● WHAT YOU WILL DO:
Quote the whole listing exactly. Leave the pictures out of your copy.

● EXTRACTED MATERIAL:
━━━━━━━━━━━━━━━━━━━━━━━━━━━━━━
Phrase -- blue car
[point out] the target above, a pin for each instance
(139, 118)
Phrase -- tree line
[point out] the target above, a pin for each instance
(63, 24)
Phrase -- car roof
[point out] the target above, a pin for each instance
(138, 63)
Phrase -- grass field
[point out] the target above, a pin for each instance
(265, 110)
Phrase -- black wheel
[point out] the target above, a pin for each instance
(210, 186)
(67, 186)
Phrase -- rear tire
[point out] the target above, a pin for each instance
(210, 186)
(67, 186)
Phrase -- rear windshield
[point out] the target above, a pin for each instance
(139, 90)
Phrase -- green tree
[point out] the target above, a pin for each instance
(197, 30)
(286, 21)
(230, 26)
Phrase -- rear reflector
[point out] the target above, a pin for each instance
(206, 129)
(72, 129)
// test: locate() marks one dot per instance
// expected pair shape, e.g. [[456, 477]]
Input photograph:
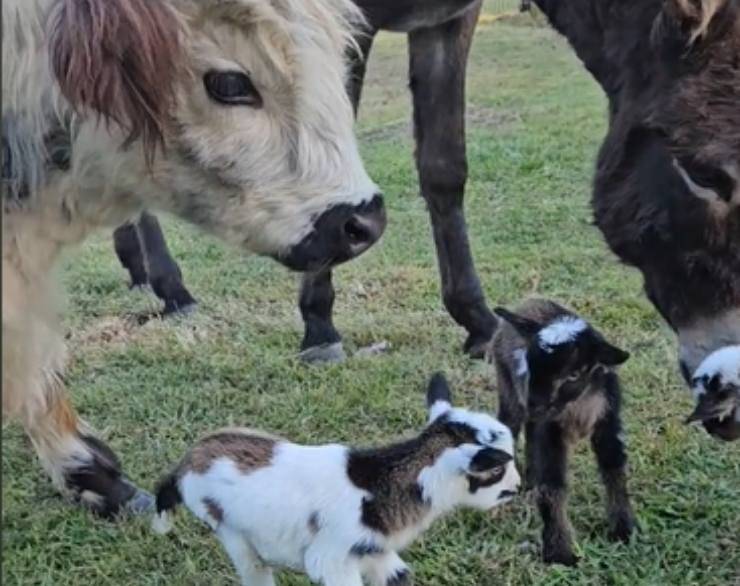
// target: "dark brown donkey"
[[440, 33]]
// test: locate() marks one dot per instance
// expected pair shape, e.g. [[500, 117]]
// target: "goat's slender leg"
[[321, 340], [81, 466], [550, 470], [611, 456], [164, 274], [438, 59], [387, 570], [128, 249], [251, 570]]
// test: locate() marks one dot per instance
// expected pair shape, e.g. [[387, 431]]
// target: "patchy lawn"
[[535, 123]]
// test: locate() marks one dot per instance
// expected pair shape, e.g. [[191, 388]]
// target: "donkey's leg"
[[80, 465], [128, 249], [165, 276], [321, 341], [437, 72]]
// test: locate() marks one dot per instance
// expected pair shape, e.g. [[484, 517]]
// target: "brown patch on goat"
[[391, 475], [120, 59], [579, 417], [214, 509], [249, 451]]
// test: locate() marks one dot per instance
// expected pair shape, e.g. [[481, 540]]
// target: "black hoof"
[[622, 529], [565, 558], [175, 308], [99, 485], [325, 354]]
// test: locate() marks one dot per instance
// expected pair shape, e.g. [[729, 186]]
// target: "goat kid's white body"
[[302, 512], [274, 507]]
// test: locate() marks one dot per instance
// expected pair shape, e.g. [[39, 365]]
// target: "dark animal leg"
[[611, 457], [549, 470], [321, 341], [128, 249], [165, 276], [438, 58], [143, 251]]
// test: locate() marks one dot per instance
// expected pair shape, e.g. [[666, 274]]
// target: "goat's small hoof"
[[324, 354], [140, 504]]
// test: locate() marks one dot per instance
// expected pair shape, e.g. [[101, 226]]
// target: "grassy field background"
[[535, 123]]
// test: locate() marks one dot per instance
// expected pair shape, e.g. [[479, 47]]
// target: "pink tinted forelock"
[[119, 59]]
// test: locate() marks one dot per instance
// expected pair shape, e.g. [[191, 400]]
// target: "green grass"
[[535, 123]]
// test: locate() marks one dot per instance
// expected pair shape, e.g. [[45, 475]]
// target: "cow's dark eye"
[[232, 88]]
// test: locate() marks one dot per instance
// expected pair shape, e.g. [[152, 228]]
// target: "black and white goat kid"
[[337, 513], [556, 376]]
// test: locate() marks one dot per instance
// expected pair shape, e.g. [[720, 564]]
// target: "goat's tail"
[[168, 497]]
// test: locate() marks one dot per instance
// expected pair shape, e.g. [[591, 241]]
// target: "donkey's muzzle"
[[341, 233]]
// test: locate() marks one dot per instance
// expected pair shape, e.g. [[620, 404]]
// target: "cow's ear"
[[118, 59], [692, 18]]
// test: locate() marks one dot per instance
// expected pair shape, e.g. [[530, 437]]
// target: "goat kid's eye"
[[232, 88]]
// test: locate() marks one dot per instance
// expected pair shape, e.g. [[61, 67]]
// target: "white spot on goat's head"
[[724, 364], [479, 473], [716, 388], [561, 331]]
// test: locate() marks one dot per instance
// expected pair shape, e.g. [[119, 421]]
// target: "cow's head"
[[247, 99], [667, 189]]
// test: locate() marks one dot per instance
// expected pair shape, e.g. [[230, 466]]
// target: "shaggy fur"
[[667, 188], [340, 514], [90, 88]]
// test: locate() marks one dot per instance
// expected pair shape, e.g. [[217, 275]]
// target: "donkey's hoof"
[[622, 529], [174, 309], [566, 558], [326, 353]]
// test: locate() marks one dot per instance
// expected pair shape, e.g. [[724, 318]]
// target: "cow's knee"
[[443, 178]]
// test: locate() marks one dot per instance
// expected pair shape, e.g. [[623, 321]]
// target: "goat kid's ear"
[[610, 355], [527, 328], [690, 19], [487, 459], [439, 397]]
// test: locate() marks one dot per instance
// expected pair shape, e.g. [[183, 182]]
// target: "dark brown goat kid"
[[557, 378]]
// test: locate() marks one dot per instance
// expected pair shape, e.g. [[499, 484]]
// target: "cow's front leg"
[[437, 71], [321, 340], [164, 274], [81, 466]]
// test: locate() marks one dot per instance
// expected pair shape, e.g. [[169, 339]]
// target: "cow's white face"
[[248, 98], [262, 149]]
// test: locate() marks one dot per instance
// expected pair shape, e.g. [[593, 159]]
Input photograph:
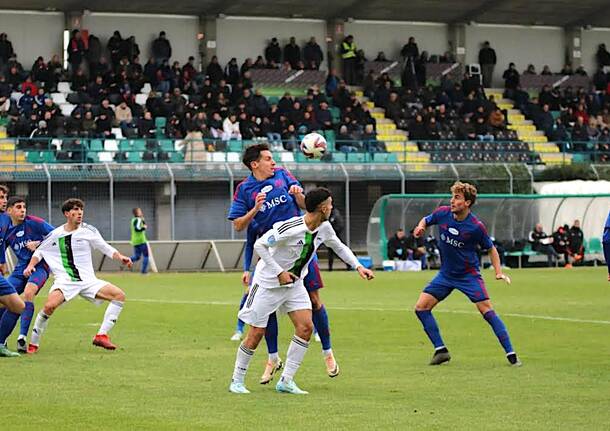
━━━━━━━━━━━━━━━━━━━━━━━━━━━━━━
● OUTPUT FOR THIS TASK:
Phrase -- blue car
[point out] the target above, a pin for each instance
(139, 118)
Phrase -- tree line
[point out] the target above, a pin for each instance
(63, 24)
Phrase -- car roof
[point out] the target above, a pin for each instance
(138, 63)
Phrase -- grass field
[point out] the target above, a pin for each instance
(265, 110)
Phrase -- black wheel
[point out] the target above, a pin for each instance
(210, 186)
(67, 186)
Phrase -- rear tire
[point out] the target above, a pin for each instance
(210, 186)
(67, 186)
Phrase -- rear windshield
[point out] the target above, a pin for each instance
(139, 90)
Phrase -- green tree
[point out] the target above, a pin for each instance
(197, 30)
(286, 21)
(230, 26)
Phrase -- rear reflector
[point out] the target above, a pin for each instance
(206, 129)
(72, 129)
// test: locate() marks one dot per instance
// expected pair shape, e.g. [[456, 477]]
Input photograph:
// target: "dark brown donkey"
[[440, 33]]
// test: locate() marks one dot per instance
// expected pair shape, e.g. [[500, 117]]
// target: "goat's slender leg"
[[321, 340], [81, 466], [550, 470], [611, 456], [164, 274], [438, 59], [387, 570], [128, 249], [251, 570]]
// test: locate() marks one dot per instance
// expected pair shape, e.g. [[387, 431]]
// target: "patchy lawn"
[[535, 123]]
// test: locate() marks one dot per instance
// expected pair shape, e.g. [[191, 388]]
// target: "donkey's leg"
[[80, 465], [128, 249], [165, 276], [321, 341], [437, 72]]
// test: locate() marks one dot per instance
// expected pair shape, e.g. [[484, 517]]
// target: "brown patch on goat"
[[391, 475], [120, 59], [579, 417], [214, 509], [249, 451]]
// test: locate() marks one dot per instance
// expected pair shape, e.g. [[481, 540]]
// target: "black hoof"
[[622, 529], [565, 558], [175, 308], [99, 485], [325, 354]]
// test: locate() marks one dot per instance
// expected pair shape, e.g. [[729, 186]]
// target: "goat kid's white body"
[[302, 512], [274, 507]]
// test: locate() marks one dot per instance
// expected pair shape, e.g. [[39, 365]]
// target: "dark animal leg"
[[611, 457], [549, 470], [321, 341], [128, 249], [165, 276], [438, 58], [143, 251]]
// test: locate() marks one dot per instance
// expected pair shape, e.g. [[666, 274]]
// target: "goat's small hoof"
[[324, 354], [140, 504]]
// test: locate() marks one dot per instance
// expected pair shape, e.g. [[101, 226]]
// target: "grassy field background"
[[535, 123]]
// test: locate() marks one dot per instance
// expected pair shape, e.g. [[479, 47]]
// target: "pink tinted forelock"
[[119, 59]]
// test: locate() marks one dot per instance
// expected pair shape, e.g. [[191, 400]]
// target: "green grass"
[[535, 123]]
// test: locate() marks one dot per instance
// expected pair shape, e.g. [[45, 475]]
// target: "cow's dark eye"
[[232, 88]]
// test: locate() marks one dot per instance
// expected pair shape, e.g. [[152, 228]]
// target: "black and white goat kid"
[[337, 513], [556, 376]]
// test: locate() marks one dot per instance
// expected pair shape, e.g. [[720, 564]]
// target: "goat's tail"
[[168, 497]]
// test: locate() marks one dot per instance
// expected pair shape, e.g. [[591, 241]]
// target: "donkey's muzzle"
[[341, 233]]
// test: locate() marks one dot per instance
// expected pair shape, e.g. [[620, 404]]
// target: "cow's ear"
[[118, 59], [692, 18]]
// test: locate() marks one dot per instance
// expected pair shape, e.g. [[530, 437]]
// target: "goat kid's eye"
[[232, 88]]
// test: locate() marks one dot per instance
// expected pair shape, e.g. [[61, 67]]
// target: "white spot on goat's head"
[[724, 364], [479, 473], [716, 388], [561, 331]]
// test: locate() marks one dot per instance
// expected pair shape, e.g. [[119, 421]]
// target: "cow's head"
[[247, 99], [667, 189]]
// test: locate() marks one dot per instance
// expected pair shape, e.g. [[230, 466]]
// target: "shaggy fur"
[[667, 188], [340, 514], [90, 88]]
// test: locate() marks one dot per instance
// expected pair shape, e.g. [[217, 275]]
// target: "donkey's hoof"
[[622, 529], [174, 309], [566, 558], [326, 353]]
// test: locate() marks one dot per instance
// expected pair shape, e.g. [[724, 318]]
// target: "cow's knee"
[[443, 178]]
// test: locate() marks one dot per instance
// expected pair shape, e.g. [[623, 321]]
// target: "goat kid's ear"
[[610, 355], [527, 328], [690, 19], [487, 459], [439, 397]]
// test: locate() marks one dot per instance
// expected pair shape, e.g. [[183, 182]]
// target: "dark brown goat kid"
[[557, 378]]
// test: locate() marks one dot per instance
// expected pair shape, e.g. [[499, 484]]
// target: "cow's front leg"
[[437, 71], [321, 340], [164, 274], [81, 466]]
// test: locate() marks one dot per instance
// expected pair shape, e.g. [[169, 339]]
// target: "cow's white face"
[[248, 98], [262, 149]]
// test: locate() marks one dot per instance
// expected pair shape, e.g. [[593, 159]]
Input photograph:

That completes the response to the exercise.